-- AIM OF THE TASK --
Reproduce these records verbatim, everything from the line containing "Q: For each instance of the man's arm" down to the line containing "x=425 y=216", with both of those lines included.

-- RECORDED INFORMATION --
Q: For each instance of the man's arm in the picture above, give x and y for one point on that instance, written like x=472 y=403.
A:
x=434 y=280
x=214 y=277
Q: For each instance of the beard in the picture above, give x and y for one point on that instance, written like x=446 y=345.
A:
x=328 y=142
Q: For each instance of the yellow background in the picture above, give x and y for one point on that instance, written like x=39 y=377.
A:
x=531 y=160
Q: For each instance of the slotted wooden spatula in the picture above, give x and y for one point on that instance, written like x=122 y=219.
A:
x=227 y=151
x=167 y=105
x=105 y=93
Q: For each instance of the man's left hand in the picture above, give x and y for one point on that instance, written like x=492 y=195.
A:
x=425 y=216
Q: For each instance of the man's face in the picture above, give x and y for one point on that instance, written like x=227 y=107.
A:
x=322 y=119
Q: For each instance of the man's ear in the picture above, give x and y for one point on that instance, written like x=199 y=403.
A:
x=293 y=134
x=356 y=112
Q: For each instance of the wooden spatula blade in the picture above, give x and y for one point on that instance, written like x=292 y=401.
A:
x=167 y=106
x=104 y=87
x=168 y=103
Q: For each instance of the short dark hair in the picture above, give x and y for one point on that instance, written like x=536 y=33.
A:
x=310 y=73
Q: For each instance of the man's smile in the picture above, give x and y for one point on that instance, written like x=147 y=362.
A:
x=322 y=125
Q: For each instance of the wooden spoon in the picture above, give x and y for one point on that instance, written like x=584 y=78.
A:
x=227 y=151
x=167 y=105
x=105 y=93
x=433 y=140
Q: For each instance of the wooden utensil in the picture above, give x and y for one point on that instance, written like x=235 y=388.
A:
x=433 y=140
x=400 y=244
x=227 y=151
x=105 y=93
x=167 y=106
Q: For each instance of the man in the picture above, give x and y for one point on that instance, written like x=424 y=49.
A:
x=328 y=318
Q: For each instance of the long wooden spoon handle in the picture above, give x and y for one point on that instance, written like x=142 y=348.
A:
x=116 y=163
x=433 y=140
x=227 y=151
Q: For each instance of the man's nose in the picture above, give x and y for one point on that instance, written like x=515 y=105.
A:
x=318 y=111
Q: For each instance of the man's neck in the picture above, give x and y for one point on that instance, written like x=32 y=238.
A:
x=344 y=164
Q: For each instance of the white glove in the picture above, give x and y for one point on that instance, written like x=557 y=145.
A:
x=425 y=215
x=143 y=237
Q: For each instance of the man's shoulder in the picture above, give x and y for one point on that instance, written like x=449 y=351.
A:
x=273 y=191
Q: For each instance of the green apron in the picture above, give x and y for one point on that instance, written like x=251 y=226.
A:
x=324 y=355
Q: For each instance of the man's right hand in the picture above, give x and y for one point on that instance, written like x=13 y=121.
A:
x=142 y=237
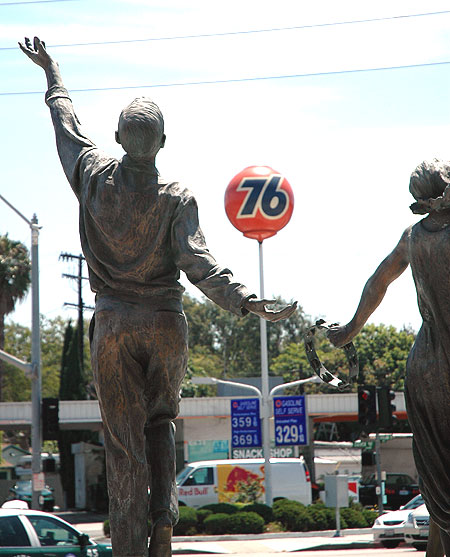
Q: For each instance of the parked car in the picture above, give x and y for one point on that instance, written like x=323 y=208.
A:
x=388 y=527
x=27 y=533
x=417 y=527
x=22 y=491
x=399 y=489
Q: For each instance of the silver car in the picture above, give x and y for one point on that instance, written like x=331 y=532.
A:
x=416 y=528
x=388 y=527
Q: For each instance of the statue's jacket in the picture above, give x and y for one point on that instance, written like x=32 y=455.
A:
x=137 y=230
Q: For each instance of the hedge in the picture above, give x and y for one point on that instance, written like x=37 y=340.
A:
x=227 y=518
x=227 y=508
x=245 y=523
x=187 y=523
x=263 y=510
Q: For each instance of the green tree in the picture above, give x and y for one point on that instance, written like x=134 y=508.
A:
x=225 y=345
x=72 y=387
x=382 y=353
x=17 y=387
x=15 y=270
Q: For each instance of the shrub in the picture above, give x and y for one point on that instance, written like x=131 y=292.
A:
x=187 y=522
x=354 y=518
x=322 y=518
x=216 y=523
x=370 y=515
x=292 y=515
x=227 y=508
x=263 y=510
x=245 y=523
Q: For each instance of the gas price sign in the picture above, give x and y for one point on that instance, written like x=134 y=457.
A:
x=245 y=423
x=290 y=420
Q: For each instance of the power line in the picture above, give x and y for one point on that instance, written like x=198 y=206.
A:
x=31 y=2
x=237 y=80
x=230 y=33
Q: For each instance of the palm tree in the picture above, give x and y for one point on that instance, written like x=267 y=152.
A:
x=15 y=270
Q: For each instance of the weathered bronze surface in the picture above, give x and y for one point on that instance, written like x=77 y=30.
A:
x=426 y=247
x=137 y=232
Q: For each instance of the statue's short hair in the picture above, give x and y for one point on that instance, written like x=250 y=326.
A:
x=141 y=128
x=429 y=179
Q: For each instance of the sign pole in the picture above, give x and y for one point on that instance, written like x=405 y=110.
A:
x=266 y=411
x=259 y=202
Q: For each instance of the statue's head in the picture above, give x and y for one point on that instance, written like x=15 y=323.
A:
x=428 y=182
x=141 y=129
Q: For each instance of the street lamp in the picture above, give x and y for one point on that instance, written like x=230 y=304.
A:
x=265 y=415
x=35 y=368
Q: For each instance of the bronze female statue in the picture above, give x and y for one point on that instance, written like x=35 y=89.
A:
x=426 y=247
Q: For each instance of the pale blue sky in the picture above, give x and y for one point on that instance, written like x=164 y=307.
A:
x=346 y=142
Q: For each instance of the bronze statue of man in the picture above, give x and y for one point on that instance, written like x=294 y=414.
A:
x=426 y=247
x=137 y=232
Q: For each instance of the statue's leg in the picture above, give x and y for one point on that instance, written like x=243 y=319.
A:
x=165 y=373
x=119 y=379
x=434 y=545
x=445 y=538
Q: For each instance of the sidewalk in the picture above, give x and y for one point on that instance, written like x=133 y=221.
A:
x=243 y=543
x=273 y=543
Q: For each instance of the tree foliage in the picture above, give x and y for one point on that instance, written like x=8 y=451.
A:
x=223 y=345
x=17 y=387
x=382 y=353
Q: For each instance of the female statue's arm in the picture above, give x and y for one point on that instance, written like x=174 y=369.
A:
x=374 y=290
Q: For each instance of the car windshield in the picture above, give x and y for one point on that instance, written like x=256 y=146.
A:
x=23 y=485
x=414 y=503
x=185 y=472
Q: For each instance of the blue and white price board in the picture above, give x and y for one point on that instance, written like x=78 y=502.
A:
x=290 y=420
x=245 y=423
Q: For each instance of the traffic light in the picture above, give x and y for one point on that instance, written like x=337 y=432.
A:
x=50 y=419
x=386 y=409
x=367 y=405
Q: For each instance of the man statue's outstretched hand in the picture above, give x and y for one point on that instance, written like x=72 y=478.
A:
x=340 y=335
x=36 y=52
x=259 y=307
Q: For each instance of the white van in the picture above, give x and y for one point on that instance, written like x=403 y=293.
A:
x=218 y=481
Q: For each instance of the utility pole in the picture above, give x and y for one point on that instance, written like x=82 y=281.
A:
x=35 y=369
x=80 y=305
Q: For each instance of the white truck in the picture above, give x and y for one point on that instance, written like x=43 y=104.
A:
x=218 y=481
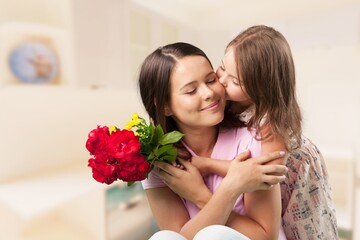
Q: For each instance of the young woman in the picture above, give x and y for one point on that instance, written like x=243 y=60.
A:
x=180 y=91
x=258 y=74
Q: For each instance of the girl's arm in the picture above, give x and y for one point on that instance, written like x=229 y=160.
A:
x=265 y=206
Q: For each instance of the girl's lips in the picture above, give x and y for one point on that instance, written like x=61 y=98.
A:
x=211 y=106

* * *

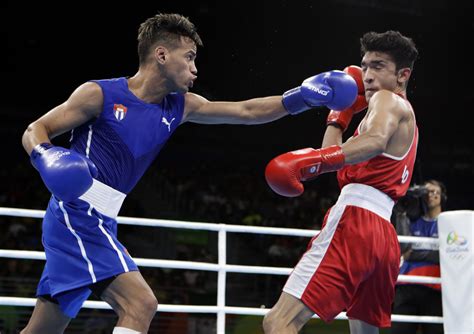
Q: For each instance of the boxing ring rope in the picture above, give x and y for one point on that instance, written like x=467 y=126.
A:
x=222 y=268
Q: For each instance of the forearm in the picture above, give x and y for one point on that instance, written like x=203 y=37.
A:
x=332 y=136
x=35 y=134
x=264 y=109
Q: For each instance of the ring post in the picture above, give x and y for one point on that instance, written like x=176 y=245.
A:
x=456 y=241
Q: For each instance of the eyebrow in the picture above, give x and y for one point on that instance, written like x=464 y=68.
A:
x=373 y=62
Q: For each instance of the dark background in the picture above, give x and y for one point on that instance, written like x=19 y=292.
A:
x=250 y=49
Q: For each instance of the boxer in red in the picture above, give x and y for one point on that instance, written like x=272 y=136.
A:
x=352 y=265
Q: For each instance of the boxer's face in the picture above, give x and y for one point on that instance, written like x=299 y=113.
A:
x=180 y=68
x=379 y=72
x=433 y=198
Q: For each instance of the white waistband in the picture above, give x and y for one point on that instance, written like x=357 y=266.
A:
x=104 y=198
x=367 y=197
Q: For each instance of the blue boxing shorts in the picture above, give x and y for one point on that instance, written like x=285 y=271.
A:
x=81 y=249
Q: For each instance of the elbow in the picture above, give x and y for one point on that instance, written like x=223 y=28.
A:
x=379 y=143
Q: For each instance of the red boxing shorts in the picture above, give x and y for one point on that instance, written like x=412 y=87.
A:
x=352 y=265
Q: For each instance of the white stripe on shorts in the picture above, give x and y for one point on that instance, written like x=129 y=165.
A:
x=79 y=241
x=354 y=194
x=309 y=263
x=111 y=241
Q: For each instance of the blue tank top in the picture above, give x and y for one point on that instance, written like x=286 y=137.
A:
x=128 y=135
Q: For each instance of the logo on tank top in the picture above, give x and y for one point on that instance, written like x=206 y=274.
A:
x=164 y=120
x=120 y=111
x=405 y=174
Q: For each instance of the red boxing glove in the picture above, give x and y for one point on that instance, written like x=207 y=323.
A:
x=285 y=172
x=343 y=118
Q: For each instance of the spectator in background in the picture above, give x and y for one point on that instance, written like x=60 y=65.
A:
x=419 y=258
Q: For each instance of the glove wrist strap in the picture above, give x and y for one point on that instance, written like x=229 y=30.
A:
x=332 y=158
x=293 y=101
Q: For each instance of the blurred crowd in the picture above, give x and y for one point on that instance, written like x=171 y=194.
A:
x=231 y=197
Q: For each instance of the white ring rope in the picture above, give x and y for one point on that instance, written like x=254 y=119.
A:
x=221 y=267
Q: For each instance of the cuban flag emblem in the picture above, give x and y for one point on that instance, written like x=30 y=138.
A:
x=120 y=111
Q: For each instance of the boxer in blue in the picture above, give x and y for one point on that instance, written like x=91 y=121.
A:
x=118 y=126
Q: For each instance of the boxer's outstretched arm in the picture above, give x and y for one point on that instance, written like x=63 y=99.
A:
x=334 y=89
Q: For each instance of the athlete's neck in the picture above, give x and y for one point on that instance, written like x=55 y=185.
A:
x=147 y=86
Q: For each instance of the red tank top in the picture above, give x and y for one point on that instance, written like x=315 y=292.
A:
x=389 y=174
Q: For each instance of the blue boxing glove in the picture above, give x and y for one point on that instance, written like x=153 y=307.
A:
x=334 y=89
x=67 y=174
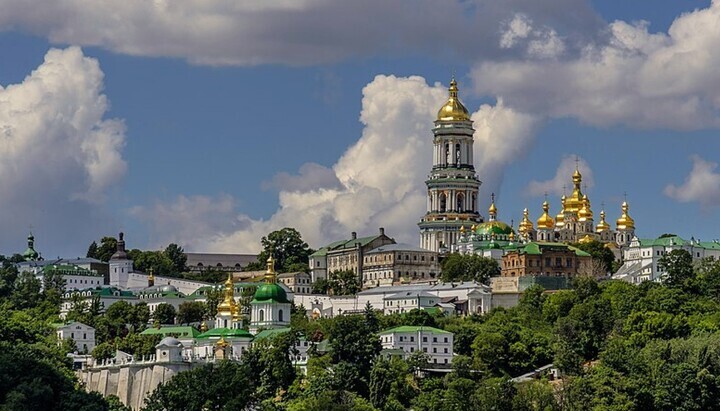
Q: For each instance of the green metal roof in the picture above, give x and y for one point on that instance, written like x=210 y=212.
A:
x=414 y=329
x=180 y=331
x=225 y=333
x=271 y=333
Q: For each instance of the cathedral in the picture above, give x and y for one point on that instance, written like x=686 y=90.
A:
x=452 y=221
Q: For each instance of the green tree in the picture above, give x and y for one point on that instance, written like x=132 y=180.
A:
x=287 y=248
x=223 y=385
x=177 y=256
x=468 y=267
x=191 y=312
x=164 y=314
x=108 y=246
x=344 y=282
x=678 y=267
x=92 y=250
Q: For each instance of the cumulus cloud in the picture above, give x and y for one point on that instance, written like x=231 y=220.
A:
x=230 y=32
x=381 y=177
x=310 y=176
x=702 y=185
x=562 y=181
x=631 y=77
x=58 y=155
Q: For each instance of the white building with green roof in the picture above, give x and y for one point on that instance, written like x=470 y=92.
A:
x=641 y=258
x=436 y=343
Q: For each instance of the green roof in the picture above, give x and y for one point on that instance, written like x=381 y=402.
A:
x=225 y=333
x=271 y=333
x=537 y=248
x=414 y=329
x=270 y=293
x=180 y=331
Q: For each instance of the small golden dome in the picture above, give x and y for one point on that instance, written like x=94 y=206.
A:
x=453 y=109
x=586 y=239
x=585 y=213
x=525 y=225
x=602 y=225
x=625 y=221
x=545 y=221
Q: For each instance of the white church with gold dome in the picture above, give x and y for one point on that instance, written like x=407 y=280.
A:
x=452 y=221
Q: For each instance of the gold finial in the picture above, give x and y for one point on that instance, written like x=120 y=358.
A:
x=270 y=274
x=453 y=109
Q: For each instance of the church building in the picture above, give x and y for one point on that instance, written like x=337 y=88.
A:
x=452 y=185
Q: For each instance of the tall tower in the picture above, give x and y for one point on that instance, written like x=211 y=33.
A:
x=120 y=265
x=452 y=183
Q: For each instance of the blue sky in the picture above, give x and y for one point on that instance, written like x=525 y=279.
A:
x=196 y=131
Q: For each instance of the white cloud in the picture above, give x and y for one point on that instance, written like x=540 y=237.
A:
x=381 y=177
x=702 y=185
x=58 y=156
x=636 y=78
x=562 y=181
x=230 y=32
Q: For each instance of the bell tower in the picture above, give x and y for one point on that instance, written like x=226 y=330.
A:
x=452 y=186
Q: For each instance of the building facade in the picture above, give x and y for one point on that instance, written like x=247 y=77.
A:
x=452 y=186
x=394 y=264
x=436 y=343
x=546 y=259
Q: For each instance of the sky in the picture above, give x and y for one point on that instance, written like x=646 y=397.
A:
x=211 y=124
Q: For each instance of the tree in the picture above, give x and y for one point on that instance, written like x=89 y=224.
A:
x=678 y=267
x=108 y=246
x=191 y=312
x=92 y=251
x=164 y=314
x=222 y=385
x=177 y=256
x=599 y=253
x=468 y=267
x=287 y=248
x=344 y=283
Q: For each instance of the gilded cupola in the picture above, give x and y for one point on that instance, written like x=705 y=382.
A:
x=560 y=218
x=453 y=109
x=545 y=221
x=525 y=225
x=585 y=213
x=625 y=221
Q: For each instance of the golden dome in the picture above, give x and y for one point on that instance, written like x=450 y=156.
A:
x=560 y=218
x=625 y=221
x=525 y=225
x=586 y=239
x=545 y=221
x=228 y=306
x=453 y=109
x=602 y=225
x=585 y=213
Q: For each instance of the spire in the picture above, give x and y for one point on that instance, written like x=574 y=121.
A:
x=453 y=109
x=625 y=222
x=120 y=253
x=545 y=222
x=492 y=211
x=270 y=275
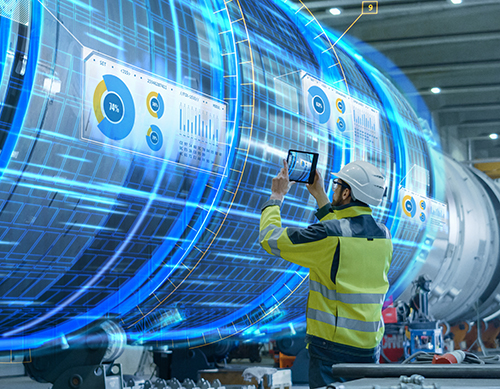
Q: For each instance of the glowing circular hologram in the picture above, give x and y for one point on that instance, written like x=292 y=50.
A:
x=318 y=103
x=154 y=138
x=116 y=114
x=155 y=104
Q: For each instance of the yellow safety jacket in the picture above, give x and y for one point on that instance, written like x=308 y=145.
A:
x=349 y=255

-- RESPONSE BELOW --
Q: For each instance of the man's arm in the picture above, give x and y for one point on that instance, written like x=472 y=403.
A:
x=434 y=280
x=214 y=277
Q: For each instance of the beard in the picture above, give x and y for one point on that instance, written like x=446 y=345.
A:
x=328 y=142
Q: For each instance of the yellow background in the picture above, give x and y for one point on that instance, written like x=39 y=377.
A:
x=531 y=160
Q: For each instance of the slotted wooden spatula in the picture above, give x and y for one point on that instance, written like x=122 y=219.
A:
x=227 y=151
x=167 y=105
x=105 y=93
Q: For each instance of the man's left hand in the picture above, give x and y for one point on that instance, written like x=492 y=195.
A:
x=425 y=216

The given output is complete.